== What the task asks ==
The required output is the stretch from the line containing "One point marks each instance of the rusted" through the line containing "One point marks each instance of the person" in the records below, unaltered and with no pictures.

[Data entries]
>>>

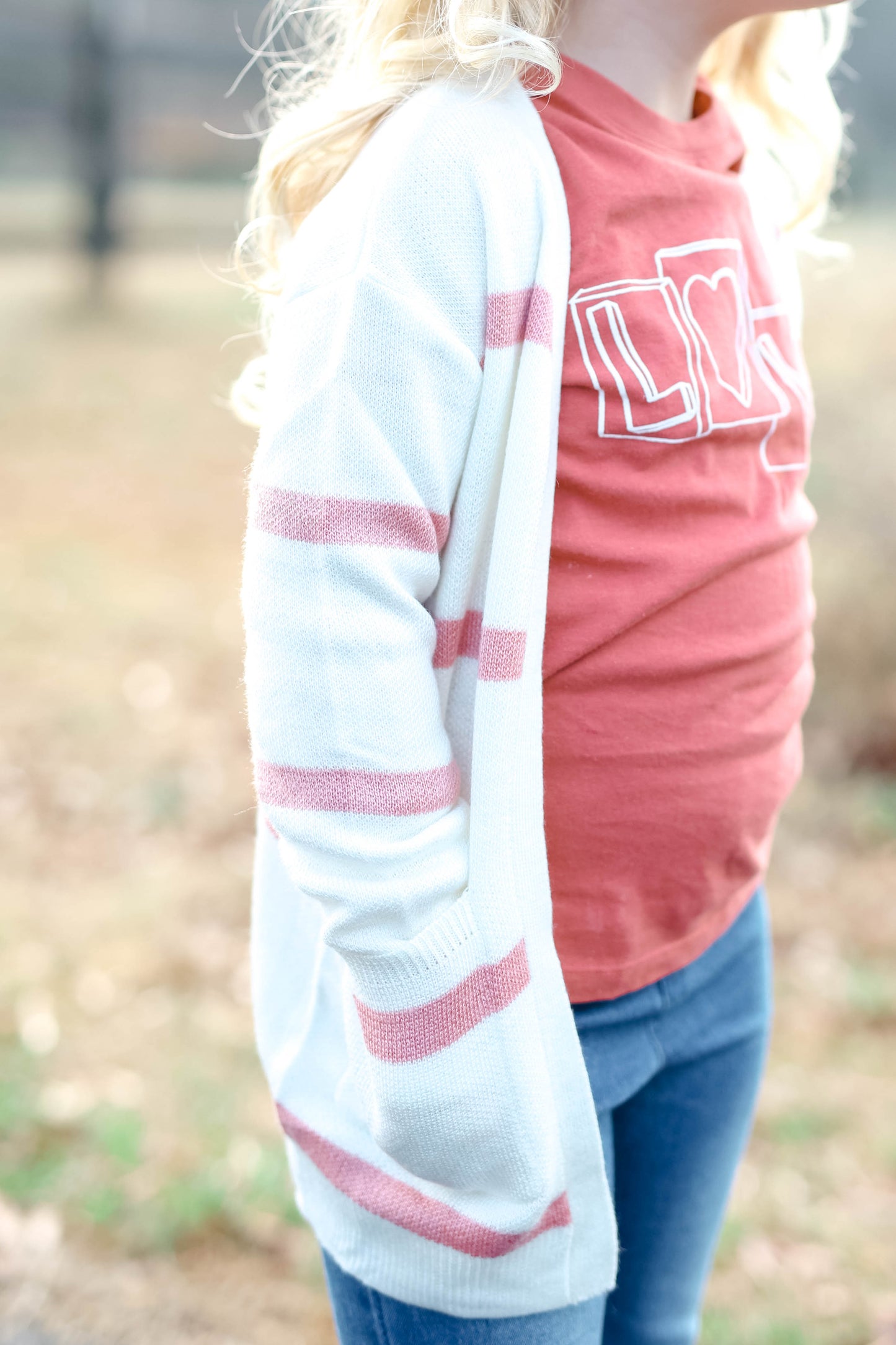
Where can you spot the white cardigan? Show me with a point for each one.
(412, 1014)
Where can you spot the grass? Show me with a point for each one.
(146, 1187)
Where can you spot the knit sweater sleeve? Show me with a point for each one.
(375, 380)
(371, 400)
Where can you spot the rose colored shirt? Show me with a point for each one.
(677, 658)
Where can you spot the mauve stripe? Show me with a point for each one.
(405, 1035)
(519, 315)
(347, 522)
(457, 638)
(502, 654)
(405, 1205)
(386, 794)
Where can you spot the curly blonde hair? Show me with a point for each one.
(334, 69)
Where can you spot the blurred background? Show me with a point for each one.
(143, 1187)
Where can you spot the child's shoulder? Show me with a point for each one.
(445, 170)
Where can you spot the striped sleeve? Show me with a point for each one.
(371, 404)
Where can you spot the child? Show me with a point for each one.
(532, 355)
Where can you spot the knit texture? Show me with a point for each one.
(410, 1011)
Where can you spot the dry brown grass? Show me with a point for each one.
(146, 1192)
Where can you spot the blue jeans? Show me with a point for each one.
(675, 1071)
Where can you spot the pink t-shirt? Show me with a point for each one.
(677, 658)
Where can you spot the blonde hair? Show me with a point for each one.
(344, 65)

<<<
>>>

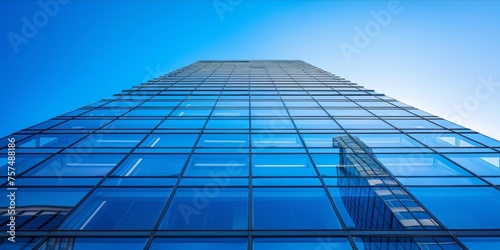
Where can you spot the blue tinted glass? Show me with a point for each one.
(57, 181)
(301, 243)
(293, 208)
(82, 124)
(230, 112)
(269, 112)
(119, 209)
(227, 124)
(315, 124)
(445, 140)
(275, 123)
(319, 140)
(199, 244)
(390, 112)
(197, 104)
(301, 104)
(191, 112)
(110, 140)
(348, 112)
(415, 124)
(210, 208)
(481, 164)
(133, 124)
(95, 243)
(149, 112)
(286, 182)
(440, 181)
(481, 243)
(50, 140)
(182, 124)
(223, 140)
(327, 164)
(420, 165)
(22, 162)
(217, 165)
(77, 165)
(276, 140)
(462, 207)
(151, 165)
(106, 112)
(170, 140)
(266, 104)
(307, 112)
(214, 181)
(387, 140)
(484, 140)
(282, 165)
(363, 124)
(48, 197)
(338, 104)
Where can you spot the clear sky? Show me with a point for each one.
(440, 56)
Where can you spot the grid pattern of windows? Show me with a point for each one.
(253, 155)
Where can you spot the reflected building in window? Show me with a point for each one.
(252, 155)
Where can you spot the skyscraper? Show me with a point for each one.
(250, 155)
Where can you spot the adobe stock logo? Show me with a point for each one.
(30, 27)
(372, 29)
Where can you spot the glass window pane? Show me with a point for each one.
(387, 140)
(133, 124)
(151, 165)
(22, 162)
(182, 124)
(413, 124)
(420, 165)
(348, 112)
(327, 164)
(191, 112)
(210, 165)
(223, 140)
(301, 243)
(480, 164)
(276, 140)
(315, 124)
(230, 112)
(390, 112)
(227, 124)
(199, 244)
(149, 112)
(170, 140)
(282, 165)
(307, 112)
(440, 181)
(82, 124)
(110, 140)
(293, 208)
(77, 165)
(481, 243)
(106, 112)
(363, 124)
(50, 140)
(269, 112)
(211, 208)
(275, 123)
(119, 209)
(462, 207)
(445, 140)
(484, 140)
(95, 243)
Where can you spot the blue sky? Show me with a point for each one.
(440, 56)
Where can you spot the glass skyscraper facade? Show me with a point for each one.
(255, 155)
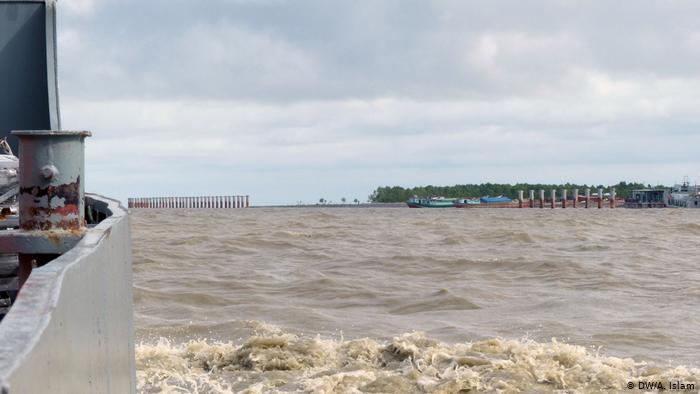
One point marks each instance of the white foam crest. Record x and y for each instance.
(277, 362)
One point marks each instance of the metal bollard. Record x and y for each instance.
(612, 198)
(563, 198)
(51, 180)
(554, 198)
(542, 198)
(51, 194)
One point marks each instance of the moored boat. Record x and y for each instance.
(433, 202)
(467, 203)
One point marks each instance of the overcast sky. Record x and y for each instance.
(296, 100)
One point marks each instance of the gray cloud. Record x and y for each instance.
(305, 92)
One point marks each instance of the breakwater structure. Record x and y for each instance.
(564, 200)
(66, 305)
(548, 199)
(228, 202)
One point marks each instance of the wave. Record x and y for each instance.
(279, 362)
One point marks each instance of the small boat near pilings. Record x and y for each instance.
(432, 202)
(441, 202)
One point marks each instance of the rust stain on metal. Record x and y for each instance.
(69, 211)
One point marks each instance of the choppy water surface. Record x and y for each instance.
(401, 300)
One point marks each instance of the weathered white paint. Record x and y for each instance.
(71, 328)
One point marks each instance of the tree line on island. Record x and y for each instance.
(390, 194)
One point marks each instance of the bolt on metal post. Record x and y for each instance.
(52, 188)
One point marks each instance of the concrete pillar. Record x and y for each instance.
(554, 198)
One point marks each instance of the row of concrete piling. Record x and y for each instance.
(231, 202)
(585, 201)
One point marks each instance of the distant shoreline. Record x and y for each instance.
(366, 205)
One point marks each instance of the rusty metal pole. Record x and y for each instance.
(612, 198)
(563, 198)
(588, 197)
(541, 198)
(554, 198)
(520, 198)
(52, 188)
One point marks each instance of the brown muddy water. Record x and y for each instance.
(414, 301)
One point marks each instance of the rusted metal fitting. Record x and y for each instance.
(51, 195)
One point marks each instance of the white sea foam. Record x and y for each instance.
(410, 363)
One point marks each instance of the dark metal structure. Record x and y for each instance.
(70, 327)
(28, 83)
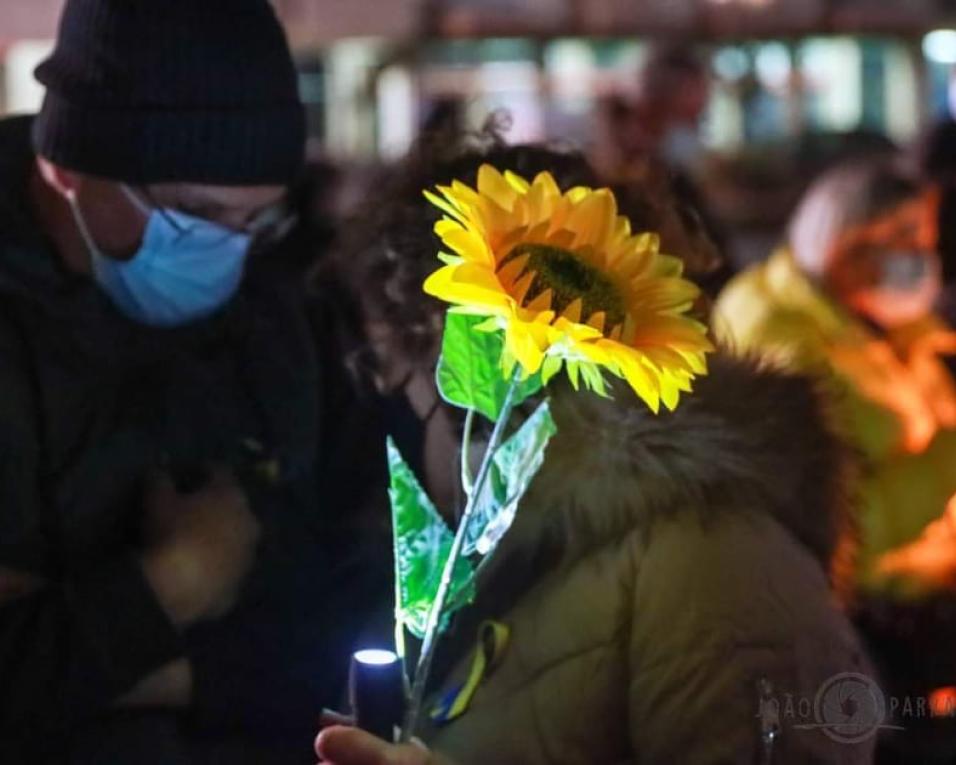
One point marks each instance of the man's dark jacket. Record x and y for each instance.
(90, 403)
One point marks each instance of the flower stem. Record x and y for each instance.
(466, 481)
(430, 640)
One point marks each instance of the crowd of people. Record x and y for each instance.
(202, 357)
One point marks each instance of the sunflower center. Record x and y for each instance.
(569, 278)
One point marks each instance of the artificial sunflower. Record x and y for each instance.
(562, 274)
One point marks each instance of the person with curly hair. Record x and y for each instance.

<<<
>>>

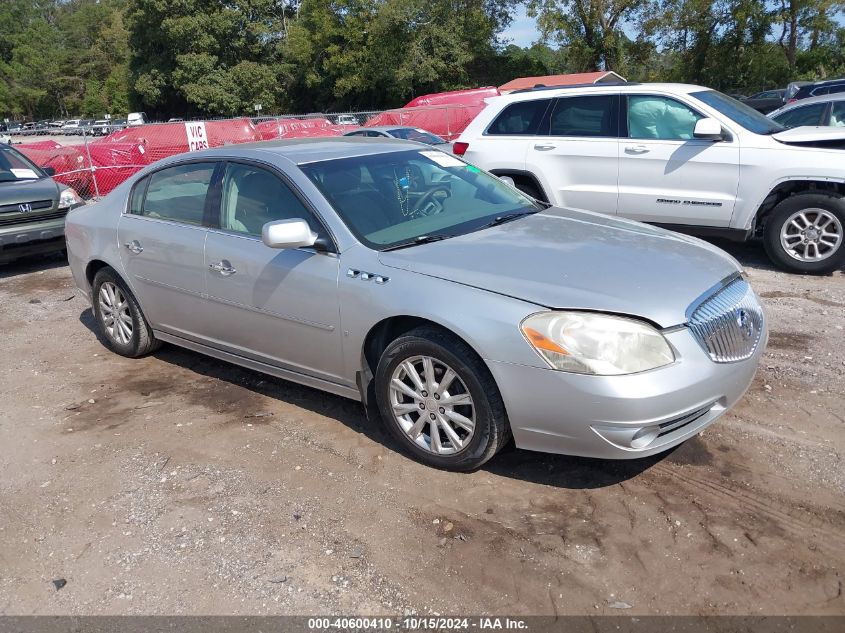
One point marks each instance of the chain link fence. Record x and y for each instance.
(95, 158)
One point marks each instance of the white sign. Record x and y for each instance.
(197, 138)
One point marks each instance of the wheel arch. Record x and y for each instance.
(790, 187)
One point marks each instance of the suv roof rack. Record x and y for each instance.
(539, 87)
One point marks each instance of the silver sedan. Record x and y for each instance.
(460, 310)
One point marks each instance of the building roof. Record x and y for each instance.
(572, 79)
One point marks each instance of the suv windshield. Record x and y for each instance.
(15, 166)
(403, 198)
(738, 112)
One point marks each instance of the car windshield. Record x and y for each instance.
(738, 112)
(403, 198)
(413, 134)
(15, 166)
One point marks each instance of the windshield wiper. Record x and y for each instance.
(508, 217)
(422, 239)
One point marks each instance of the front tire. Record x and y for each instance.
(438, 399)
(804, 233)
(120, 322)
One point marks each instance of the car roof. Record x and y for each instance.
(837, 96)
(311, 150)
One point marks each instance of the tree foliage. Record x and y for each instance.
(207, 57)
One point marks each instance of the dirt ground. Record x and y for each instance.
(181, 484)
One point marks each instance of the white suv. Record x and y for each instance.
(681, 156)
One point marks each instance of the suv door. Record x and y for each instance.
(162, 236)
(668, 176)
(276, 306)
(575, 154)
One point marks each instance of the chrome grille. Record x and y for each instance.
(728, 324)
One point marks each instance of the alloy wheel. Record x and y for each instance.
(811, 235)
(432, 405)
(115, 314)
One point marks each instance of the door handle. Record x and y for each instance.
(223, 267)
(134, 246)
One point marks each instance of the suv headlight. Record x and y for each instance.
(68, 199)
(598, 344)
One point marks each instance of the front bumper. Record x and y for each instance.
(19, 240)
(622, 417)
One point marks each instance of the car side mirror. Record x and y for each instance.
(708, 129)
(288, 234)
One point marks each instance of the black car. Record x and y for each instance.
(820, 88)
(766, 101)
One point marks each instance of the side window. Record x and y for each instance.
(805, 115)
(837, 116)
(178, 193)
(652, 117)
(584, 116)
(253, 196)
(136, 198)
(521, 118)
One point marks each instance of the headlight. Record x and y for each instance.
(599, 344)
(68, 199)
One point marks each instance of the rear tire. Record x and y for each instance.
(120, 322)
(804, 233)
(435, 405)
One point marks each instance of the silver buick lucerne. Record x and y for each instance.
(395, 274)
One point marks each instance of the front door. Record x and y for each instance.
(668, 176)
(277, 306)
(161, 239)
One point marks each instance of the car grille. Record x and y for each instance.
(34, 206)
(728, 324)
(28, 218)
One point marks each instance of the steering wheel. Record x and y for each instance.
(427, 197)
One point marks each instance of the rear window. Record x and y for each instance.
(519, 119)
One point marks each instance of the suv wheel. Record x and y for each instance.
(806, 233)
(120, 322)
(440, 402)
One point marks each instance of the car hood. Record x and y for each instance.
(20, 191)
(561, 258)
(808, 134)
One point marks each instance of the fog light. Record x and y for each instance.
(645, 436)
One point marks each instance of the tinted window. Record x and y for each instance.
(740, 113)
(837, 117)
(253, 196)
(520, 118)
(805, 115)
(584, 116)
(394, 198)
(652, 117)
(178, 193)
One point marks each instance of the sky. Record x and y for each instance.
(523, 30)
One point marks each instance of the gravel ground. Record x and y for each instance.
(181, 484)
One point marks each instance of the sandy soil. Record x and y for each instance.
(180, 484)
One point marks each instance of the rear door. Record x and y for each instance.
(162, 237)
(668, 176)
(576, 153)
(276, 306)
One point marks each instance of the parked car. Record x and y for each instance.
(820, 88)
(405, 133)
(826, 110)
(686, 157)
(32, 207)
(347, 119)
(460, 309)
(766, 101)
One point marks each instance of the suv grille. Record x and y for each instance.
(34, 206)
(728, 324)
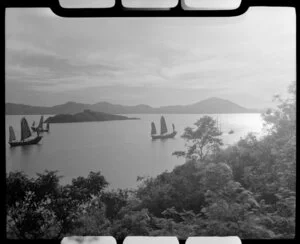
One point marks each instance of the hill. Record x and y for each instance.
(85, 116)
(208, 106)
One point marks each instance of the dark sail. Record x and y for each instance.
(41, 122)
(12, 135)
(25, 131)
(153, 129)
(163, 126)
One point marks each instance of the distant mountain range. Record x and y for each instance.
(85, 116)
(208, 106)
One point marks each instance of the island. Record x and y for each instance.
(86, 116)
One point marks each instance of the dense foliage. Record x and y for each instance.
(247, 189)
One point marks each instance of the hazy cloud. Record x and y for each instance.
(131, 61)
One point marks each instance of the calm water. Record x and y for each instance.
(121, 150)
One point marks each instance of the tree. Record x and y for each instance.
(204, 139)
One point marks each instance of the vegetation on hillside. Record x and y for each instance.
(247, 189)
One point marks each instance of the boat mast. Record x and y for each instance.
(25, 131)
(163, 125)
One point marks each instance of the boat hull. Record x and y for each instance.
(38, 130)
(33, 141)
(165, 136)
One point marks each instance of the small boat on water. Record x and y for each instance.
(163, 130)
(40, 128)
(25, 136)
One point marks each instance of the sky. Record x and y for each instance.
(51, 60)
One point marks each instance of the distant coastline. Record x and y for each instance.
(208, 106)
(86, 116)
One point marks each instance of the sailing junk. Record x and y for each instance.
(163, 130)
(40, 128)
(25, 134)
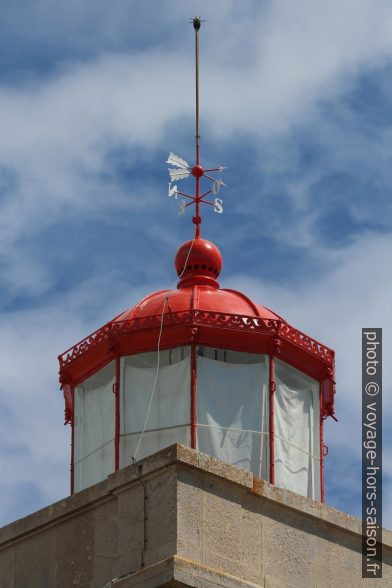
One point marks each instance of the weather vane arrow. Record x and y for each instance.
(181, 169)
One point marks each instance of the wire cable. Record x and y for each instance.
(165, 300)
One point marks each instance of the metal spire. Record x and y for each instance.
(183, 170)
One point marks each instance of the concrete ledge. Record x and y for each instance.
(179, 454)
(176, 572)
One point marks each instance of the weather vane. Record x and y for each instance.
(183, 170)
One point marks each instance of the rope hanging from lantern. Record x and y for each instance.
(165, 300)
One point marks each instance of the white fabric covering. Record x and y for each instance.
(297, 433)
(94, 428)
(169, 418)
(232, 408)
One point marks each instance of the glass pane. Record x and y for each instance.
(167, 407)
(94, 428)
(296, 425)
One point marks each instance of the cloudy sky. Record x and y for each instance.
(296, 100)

<<<

== Solution for this exercise ==
One point marks each instance of the rusted metal fitting. Record x and y for each instance.
(51, 195)
One point marks each instance of the white sea foam. Record x and y for each instance.
(410, 363)
One point marks each instance of the dark metal structure. Record x and y for each instance.
(70, 327)
(28, 83)
One point marks each instance of the man's dark jacket. Record x and y for each instance.
(90, 403)
One point marks each instance of the flower stem. Record x and y for each instance.
(466, 481)
(430, 640)
One point marks each instance of the crowd of people. Record x and y for each instance.
(202, 357)
One point marks each instance of the sunflower center. Record x and y for each instance.
(569, 278)
One point marks each instance of the artificial sunflower. Record x and y for each instance.
(562, 274)
One point marks each instance of the person with curly hair. Record x and y for each instance.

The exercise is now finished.